#### [YOUR ASSIGNMENT]
Please repeat, from the entries that follow, the lines from the one containing "Target = mowed grass" through the one containing "Target = dark brown hair" exactly, adding nothing.

Extracted data entries:
┌──
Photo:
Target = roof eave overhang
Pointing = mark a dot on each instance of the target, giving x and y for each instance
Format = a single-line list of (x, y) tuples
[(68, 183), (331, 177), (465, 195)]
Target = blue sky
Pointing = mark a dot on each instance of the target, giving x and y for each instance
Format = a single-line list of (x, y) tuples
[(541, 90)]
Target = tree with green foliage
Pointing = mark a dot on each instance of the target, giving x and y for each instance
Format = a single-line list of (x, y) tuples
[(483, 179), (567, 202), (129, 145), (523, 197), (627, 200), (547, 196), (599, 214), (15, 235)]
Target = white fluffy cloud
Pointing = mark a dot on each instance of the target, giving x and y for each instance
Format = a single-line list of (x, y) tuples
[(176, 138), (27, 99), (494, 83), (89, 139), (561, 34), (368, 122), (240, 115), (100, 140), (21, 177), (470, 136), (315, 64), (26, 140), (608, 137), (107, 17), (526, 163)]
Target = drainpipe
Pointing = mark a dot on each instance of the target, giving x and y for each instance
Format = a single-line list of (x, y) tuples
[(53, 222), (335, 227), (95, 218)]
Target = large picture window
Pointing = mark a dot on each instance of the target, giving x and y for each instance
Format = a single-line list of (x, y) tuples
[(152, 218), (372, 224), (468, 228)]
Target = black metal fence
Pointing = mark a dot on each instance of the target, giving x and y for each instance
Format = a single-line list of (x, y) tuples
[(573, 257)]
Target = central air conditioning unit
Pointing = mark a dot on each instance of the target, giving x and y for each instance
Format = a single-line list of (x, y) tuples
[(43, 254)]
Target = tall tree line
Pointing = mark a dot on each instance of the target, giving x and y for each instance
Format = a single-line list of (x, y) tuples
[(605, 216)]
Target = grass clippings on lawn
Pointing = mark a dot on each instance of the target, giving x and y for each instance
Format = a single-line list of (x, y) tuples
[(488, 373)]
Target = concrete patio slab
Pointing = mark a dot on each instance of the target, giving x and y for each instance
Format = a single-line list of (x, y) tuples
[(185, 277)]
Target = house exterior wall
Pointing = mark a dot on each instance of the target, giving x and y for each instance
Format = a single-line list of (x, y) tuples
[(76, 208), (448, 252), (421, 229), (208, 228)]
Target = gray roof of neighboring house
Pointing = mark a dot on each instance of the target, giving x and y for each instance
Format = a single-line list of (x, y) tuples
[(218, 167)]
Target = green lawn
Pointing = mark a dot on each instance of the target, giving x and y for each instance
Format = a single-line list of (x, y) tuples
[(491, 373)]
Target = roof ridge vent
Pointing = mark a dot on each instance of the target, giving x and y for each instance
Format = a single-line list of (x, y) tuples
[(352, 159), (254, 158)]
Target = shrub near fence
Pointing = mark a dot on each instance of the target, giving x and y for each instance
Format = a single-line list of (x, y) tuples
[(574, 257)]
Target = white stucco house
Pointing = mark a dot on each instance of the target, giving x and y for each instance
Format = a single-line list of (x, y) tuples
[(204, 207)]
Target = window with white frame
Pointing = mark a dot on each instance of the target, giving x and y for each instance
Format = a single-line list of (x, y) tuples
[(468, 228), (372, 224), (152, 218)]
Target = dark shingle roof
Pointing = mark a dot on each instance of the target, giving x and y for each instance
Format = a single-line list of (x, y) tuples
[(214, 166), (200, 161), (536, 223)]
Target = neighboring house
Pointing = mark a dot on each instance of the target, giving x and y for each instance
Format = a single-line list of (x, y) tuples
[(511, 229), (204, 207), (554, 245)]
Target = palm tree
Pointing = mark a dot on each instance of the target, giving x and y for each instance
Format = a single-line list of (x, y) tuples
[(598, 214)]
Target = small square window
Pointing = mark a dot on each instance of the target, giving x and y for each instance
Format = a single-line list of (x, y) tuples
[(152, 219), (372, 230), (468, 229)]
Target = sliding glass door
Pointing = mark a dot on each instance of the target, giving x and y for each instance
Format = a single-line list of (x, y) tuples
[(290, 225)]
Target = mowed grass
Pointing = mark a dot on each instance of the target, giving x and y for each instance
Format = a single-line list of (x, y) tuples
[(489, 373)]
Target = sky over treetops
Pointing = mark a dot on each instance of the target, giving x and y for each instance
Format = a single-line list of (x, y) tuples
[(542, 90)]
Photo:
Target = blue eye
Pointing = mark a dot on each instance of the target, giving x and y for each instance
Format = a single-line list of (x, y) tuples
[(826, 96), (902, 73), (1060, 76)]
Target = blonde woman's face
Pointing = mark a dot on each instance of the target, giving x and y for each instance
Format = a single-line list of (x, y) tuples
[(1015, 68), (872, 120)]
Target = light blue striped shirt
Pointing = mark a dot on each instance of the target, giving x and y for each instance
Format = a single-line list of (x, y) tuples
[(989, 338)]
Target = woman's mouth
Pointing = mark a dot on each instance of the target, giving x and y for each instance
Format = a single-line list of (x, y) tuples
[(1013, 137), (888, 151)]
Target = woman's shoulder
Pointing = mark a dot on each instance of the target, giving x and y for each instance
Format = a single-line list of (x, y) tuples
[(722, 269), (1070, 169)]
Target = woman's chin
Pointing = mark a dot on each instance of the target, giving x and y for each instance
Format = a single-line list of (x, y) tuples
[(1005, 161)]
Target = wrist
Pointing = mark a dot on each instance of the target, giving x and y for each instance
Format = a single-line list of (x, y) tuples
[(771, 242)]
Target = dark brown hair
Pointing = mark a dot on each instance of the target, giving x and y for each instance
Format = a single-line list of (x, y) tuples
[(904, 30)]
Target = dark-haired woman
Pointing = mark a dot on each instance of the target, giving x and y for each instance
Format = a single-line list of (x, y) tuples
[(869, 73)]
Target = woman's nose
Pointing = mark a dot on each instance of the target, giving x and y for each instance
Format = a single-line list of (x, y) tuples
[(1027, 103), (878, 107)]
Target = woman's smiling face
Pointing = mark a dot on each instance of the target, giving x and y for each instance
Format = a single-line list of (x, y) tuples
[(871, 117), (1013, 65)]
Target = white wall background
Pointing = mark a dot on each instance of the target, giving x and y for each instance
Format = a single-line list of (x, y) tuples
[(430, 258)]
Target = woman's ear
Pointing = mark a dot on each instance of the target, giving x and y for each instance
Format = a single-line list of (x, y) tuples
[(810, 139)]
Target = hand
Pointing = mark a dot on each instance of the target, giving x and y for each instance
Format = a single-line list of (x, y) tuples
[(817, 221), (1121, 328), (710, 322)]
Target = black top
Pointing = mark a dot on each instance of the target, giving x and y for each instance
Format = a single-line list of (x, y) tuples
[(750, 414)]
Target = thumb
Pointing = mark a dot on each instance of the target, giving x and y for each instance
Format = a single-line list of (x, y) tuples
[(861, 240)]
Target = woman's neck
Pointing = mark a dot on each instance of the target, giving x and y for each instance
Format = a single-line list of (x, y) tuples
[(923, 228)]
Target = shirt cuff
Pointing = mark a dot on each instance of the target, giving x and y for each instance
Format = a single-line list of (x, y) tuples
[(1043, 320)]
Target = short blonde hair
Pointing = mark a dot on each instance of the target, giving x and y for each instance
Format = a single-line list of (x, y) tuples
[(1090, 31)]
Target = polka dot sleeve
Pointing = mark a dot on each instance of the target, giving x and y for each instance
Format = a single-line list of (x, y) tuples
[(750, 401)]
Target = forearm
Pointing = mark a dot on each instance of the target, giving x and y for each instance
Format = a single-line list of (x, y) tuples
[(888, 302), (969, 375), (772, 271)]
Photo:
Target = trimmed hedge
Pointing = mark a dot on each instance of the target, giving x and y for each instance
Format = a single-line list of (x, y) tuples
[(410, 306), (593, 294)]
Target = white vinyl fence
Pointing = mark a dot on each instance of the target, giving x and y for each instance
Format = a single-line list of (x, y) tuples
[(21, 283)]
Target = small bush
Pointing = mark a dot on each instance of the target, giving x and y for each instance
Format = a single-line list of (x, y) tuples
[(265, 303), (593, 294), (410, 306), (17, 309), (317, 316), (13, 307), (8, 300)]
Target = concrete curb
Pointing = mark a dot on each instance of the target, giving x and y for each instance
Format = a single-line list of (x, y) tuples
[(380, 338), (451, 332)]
└──
#### [ANSWER SECTION]
Target = mowed grass
Pointing = mark a dot on each instance of the target, giving x and y for each instance
Format = a single-line list of (x, y) tuples
[(489, 373)]
Target = sky over treetops
Pointing = mark a dot on each instance of the target, giving x and y for each instance
Format = a single-line list of (x, y) tuples
[(542, 90)]
Photo:
Target = blue eye
Pointing = mark a dot on each instance of the target, giving x and y for each instance
Format = a single-line list of (x, y) tuples
[(826, 96), (902, 73), (1060, 76)]
Target = blonde woman's face
Pointing = mark a dot on each instance of the target, giving x and y for each instance
Format = a single-line list of (x, y) tuples
[(1015, 68), (872, 120)]
Target = light blue striped shirt
Pointing = mark a dot on each instance of the target, giving x and y for each instance
Format = a single-line list of (x, y) tuples
[(989, 338)]
Target = woman's mouth
Pointing = mark a dot on each instance of the target, giving x and y for each instance
Format = a single-line list of (x, y) tuples
[(1013, 137), (888, 151)]
Target = woman's shoulder
Pointing = mark a dot on each instance of the target, giving x and y for each instance
Format = a single-line list of (x, y) tuples
[(722, 269), (1070, 169)]
Target = woman's chin
Pointing = mark a dot on each instance of the target, giving x and y for each instance
Format = a single-line list of (x, y) tuples
[(1005, 161)]
Target = wrist
Pointing = mark a dot on each instance of the target, giving x and y for each instance
Format = a single-line list of (x, y) tuples
[(771, 242)]
Target = dark brown hair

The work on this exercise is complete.